Your task:
Transcribe word for word the lines below from the line with "Could you point at the white teeth" through the line with "Could you point at the woman's nose", ends included.

BEGIN Input data

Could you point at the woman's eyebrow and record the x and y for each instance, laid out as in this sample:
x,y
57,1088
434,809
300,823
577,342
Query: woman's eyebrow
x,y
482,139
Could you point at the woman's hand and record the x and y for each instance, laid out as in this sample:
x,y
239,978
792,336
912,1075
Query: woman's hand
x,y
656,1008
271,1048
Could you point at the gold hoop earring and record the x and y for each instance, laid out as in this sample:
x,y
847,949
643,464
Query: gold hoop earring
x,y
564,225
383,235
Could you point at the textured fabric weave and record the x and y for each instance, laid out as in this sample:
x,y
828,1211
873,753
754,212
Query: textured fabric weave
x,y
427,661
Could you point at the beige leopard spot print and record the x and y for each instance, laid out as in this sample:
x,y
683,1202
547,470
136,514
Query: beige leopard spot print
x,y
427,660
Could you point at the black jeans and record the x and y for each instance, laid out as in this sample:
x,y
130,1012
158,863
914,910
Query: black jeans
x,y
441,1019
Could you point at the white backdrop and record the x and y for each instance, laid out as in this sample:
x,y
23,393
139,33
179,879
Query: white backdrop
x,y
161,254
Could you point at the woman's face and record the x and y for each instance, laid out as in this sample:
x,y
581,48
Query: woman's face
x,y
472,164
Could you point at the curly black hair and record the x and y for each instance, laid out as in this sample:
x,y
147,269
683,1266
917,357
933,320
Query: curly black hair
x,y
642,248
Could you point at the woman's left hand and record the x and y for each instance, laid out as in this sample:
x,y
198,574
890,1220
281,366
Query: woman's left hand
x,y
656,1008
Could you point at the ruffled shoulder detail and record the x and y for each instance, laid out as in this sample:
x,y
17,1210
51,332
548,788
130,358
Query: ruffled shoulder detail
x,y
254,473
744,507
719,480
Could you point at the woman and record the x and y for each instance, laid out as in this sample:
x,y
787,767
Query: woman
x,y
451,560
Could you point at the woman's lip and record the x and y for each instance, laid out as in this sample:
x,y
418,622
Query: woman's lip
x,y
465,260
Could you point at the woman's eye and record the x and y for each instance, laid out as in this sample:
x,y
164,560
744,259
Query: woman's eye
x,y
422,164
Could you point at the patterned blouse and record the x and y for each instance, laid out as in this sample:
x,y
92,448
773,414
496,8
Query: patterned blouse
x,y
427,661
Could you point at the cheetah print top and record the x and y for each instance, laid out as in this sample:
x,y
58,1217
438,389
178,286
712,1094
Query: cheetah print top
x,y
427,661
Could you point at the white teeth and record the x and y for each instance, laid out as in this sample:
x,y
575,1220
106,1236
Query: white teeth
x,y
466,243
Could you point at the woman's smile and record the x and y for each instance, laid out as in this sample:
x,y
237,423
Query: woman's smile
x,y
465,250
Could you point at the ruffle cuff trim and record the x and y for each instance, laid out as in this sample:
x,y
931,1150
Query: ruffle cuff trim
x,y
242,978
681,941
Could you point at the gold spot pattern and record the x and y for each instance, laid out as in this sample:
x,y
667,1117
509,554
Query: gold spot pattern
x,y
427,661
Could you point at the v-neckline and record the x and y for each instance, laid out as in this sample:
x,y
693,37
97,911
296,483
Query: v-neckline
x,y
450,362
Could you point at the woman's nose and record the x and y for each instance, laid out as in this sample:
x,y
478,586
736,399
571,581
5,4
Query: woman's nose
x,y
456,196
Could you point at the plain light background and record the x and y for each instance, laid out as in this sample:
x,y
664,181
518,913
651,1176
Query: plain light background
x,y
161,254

END Input data

Exercise output:
Could you point at the white teeth and record the x and y for each instance, laid out as in this sample:
x,y
575,1220
106,1236
Query: white teeth
x,y
466,243
Could you point at the woman's smile and record the x and y for each instance, laid out as in this sample:
x,y
237,423
Query: woman's smile
x,y
465,250
Could you point at the ruffle cuff trim and record the x and y for each instance, laid out as in this sample:
x,y
931,1150
Query: ruffle cuff trim
x,y
242,978
681,941
Could you point at the gold spot pattern and record the x and y for each instance, laid out as in this sample:
x,y
667,1117
509,554
Query: gold spot pattern
x,y
427,661
Could you point at the v-neckline and record the x and y for each instance, laid out as in this sample:
x,y
693,37
97,911
296,483
Query: v-neckline
x,y
450,362
Could you point at the woman's nose and record the x and y for each instance, laid out as in this sample:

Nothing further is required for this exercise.